**Your task:** Take every line from the material that has the word "dark" in it.

--*--

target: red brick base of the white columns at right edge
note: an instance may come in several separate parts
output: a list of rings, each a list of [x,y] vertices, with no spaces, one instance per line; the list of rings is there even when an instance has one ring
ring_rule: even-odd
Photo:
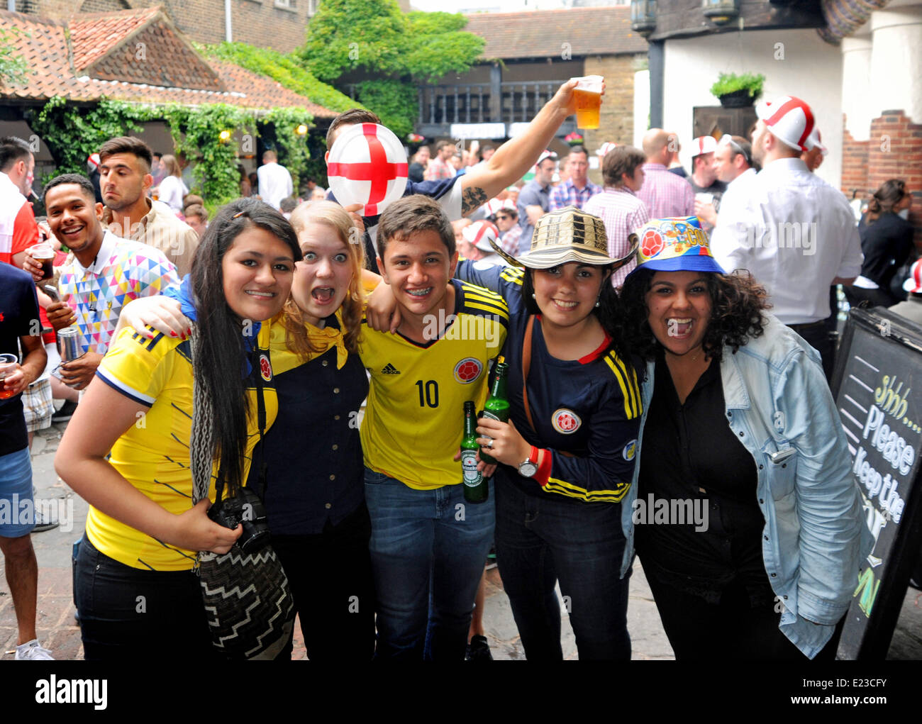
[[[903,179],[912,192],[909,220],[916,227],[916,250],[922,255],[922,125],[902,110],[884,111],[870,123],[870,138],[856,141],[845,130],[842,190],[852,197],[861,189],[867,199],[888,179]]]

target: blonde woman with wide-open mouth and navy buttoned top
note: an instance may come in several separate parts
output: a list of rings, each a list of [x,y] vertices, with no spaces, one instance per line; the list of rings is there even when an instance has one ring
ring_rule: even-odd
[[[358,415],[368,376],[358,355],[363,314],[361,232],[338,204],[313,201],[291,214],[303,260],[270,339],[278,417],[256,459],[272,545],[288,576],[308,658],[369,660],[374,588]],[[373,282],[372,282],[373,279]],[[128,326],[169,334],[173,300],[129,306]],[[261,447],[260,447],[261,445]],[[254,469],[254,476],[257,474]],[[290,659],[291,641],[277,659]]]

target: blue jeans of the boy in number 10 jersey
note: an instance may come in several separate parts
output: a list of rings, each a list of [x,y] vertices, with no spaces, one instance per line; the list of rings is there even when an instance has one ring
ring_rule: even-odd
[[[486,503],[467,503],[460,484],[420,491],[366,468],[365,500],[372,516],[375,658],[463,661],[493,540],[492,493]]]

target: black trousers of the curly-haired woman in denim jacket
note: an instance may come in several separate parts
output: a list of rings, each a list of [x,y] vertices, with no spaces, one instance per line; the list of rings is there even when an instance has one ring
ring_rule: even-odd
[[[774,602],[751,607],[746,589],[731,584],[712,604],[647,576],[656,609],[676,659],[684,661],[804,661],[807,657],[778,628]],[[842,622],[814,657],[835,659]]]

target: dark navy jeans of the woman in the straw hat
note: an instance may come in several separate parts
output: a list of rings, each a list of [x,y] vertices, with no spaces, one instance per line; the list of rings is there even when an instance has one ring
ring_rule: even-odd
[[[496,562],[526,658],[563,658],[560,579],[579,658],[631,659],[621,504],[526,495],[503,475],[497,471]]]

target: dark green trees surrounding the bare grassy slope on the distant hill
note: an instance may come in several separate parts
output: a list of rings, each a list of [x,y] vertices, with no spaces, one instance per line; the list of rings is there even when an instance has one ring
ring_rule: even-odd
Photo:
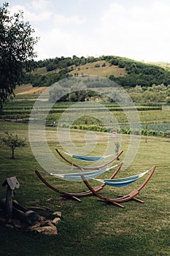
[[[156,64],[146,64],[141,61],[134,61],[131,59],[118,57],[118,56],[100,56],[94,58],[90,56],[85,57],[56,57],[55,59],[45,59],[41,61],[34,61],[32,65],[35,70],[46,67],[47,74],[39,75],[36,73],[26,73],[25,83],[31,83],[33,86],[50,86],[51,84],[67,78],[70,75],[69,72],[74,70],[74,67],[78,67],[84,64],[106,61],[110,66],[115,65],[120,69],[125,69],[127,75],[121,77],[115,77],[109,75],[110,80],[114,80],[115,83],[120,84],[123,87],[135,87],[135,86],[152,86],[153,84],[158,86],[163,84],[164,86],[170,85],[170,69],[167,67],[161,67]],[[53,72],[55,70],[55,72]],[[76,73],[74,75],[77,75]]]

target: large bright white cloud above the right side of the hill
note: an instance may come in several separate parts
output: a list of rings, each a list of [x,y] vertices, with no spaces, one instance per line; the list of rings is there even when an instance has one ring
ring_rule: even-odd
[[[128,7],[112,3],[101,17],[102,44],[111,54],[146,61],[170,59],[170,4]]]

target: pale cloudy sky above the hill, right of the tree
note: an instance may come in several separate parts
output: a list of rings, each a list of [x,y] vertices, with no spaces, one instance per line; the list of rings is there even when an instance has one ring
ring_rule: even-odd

--*--

**Output of the exercise:**
target: dark navy jeans of the woman in the straw hat
target: dark green trees surrounding the bare grassy slope on the distant hill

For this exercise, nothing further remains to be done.